What is asked: Make an exact copy of the listing below.
____
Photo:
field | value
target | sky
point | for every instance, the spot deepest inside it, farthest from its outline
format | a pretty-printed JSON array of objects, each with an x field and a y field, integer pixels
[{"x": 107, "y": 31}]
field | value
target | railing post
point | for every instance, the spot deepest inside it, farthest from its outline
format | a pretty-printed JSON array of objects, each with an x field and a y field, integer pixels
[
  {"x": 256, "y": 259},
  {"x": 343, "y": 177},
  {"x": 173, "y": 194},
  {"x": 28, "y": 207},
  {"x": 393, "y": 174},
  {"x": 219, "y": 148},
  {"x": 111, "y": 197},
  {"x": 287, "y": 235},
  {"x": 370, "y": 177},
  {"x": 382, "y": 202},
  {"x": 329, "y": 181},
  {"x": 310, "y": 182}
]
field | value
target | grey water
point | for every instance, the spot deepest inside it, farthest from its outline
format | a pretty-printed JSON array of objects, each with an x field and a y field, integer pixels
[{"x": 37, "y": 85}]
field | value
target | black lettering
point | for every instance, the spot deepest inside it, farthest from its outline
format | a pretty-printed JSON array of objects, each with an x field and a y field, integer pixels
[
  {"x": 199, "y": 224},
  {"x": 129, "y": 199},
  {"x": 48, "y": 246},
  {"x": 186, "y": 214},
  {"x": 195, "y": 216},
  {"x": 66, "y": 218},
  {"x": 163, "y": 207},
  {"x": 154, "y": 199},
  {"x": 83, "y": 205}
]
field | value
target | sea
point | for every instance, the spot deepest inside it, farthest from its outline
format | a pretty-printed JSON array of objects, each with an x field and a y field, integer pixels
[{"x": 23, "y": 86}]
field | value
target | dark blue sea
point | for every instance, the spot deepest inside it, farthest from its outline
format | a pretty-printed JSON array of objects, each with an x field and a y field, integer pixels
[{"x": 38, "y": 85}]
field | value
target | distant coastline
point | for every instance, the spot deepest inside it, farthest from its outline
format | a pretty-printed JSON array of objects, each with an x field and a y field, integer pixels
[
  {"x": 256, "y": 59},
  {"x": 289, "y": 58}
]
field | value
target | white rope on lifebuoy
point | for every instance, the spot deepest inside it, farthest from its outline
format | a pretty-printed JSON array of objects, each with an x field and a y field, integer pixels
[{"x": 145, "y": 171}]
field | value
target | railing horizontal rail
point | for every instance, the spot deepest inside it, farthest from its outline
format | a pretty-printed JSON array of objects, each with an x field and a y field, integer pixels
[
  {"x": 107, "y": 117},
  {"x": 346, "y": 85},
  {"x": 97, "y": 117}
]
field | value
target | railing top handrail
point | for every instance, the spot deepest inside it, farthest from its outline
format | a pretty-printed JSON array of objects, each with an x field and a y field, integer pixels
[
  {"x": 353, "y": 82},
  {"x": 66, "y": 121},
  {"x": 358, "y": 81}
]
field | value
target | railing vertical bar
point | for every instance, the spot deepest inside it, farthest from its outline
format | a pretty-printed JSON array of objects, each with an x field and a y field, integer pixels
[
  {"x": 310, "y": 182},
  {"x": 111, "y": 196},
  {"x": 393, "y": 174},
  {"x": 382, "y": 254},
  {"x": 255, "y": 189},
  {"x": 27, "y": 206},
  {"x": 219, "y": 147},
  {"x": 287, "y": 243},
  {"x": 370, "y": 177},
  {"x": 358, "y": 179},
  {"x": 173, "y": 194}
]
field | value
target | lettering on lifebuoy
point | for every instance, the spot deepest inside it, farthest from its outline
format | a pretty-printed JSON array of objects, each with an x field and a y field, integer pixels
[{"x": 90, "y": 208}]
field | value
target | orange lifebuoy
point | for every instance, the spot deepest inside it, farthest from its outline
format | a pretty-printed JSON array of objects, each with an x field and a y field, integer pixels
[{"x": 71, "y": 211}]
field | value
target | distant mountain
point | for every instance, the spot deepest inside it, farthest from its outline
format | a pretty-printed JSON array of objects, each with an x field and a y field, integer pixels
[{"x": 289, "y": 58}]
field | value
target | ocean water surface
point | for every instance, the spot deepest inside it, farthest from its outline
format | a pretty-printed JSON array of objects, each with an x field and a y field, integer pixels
____
Solution to this task:
Photo:
field | value
target | sky
point | for every instance, the spot deepest inside it, farthest from its outline
format | a pretty-printed JSON array of objects, each with an x field and a y field, integer pixels
[{"x": 107, "y": 31}]
field | value
target | railing post
point | for every instance, the spot deepest inside it, farthest from its outline
format | a pretty-printed JSON array of objects, each with an x field and a y field, integer pixels
[
  {"x": 256, "y": 259},
  {"x": 343, "y": 177},
  {"x": 173, "y": 194},
  {"x": 28, "y": 207},
  {"x": 393, "y": 174},
  {"x": 219, "y": 148},
  {"x": 111, "y": 197},
  {"x": 287, "y": 235},
  {"x": 370, "y": 177},
  {"x": 382, "y": 202},
  {"x": 329, "y": 181},
  {"x": 310, "y": 182}
]
field | value
target | grey water
point | for every instance, the spot deepest inside it, farthest from its outline
format | a pretty-printed JSON array of objects, each with an x field and a y field, integer pixels
[{"x": 37, "y": 85}]
field | value
target | black lettering
point | for every instance, the spot deepest inside it, farthest from its outline
format | a pretty-printed JSON array of objects, each with an x field and a y field, integer pixels
[
  {"x": 199, "y": 224},
  {"x": 129, "y": 199},
  {"x": 48, "y": 246},
  {"x": 186, "y": 214},
  {"x": 195, "y": 216},
  {"x": 66, "y": 218},
  {"x": 163, "y": 207},
  {"x": 154, "y": 199},
  {"x": 83, "y": 205}
]
field | value
target | sea
point | for every instance, the spot deepest inside it, farthest from its outline
format | a pretty-printed JSON array of objects, each with an x field and a y field, integer pixels
[{"x": 23, "y": 86}]
field | value
target | dark blue sea
point | for every instance, the spot deepest inside it, farthest from its outline
format | a pretty-printed JSON array of objects, each with an x field and a y field, integer pixels
[{"x": 38, "y": 85}]
field | value
target | distant coastline
point | for every instance, the spot deepest inside it, farthest from its outline
format | a pretty-printed JSON array of objects, each with an x field and a y field, integer pixels
[
  {"x": 256, "y": 59},
  {"x": 289, "y": 58}
]
field | value
target | white rope on lifebuoy
point | for every instance, the spot deepest inside it, farthest from its outline
format | a pretty-printed JSON array of objects, each with an x field and a y field, integer pixels
[{"x": 145, "y": 171}]
field | value
target | railing horizontal rail
point | for every instance, the spot deepest inside it, farthest from its outline
format | a pretty-printed JSON array of objects, each with an x field and a y field, integer pixels
[
  {"x": 107, "y": 117},
  {"x": 346, "y": 85},
  {"x": 97, "y": 117}
]
field | value
target | railing top handrail
point | for every instance, the spot deepest inside it, farthest from its outline
format | a pretty-printed JSON array of objects, each with an x field and a y field, integer pixels
[
  {"x": 353, "y": 82},
  {"x": 66, "y": 121},
  {"x": 358, "y": 81}
]
field | value
target | railing vertical bar
point | for every instance, the spot deepest inside it, farthest from its outline
format | a pretty-printed JSON array of objects, each with an x field and a y field, integer pixels
[
  {"x": 310, "y": 182},
  {"x": 111, "y": 196},
  {"x": 393, "y": 174},
  {"x": 382, "y": 254},
  {"x": 255, "y": 189},
  {"x": 27, "y": 206},
  {"x": 219, "y": 147},
  {"x": 287, "y": 243},
  {"x": 370, "y": 177},
  {"x": 358, "y": 179},
  {"x": 173, "y": 194}
]
field | value
target | lettering on lifebuoy
point | for every instance, the spot deepest inside it, farthest from its outline
format | a pretty-printed JSON array of objects, each with an x field and a y field, integer pixels
[{"x": 90, "y": 208}]
field | value
target | orange lifebuoy
point | for every instance, the spot deepest inside it, farthest from its outline
format | a pretty-printed JSON array of objects, each with an x field and a y field, integer pixels
[{"x": 71, "y": 211}]
field | value
target | distant mountain
point | for every instance, the spot deepest inside it, farthest from its outline
format | a pretty-printed JSON array of objects, each with an x field and a y field, integer pixels
[{"x": 289, "y": 58}]
field | value
target | ocean water surface
point | for every instance, the spot deepest inside it, farthest from its outline
format | a pretty-printed JSON array of objects, each with an x field and a y field, integer pixels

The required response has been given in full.